§ EXERCISE PASSAGE:
.....
9. Counsel for the appellants filed submissions in support of the appeal and served the same on the respondents but no submissions were filed by the respondents. At the virtual plenary hearing, Mr. Magua, learned counsel was present for the appellant but there was no appearance on behalf of the respondents despite service. Mr. Magua informed the Court that he would rely on his submissions entirely and opted not to make any oral highlights.
10. In a nutshell, the appellants fault the learned Judge for, inter alia, dismissing the petition based on incorrect principles, particularly the procedure for challenging the Commissioner’s award.
11. They also contended that the court should apply Article 40(3) of the Constitution of Kenya 2010 and not the repealed Land Acquisition Act, given that the petition was filed post 2010. Emphasis was also placed on the Environment and Land Court’s jurisdiction to handle disputes related to compulsory land acquisition under Article 162(2)(b) of the Constitution.
12. The appellants argued that compensation must be just, fair and based on market value, criticizing the learned Judge for not following these principles. The appellants maintained that the learned Judge failed to consider historical land injustices and the correct legal procedures for compulsory acquisition.
.....
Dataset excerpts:
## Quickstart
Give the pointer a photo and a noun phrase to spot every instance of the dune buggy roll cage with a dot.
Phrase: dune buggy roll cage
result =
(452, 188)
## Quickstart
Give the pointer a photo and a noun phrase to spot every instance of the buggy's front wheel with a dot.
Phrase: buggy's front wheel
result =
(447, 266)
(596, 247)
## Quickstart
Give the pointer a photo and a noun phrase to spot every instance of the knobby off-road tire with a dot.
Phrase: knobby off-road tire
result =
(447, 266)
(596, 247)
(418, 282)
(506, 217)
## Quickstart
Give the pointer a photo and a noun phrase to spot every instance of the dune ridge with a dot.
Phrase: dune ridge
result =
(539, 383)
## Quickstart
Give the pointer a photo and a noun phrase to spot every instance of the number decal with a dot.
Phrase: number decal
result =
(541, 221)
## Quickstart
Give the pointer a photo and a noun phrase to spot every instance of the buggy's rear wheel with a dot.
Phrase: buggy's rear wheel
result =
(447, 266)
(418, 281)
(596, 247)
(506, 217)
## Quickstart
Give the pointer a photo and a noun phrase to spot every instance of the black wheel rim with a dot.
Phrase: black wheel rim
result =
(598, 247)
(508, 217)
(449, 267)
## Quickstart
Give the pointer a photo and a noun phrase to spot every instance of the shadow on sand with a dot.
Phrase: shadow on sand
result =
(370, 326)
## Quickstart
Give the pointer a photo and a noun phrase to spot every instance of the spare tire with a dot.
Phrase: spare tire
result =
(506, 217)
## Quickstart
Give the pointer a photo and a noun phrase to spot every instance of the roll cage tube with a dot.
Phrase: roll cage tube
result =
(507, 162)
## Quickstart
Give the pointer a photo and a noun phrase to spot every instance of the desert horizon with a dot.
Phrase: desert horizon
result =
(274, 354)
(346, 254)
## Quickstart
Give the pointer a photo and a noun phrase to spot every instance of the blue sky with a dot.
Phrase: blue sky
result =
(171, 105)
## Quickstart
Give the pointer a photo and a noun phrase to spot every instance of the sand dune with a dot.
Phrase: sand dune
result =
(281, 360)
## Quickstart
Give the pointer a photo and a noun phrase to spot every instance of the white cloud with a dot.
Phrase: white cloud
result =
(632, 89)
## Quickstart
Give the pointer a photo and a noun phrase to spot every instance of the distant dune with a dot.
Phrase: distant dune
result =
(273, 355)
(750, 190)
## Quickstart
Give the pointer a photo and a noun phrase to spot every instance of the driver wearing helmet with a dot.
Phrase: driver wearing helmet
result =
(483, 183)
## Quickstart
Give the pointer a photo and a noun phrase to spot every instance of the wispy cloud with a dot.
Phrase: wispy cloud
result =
.....
§ EXERCISE DETAILS:
Write out the land acquisition appeal text again, everything from "11. They also" down to "of the Constitution.", and swap "Environment and Land Court" for "High Court".

§ ANSWER SPACE:
11. They also contended that the court should apply Article 40(3) of the Constitution of Kenya 2010 and not the repealed Land Acquisition Act, given that the petition was filed post 2010. Emphasis was also placed on the High Court’s jurisdiction to handle disputes related to compulsory land acquisition under Article 162(2)(b) of the Constitution.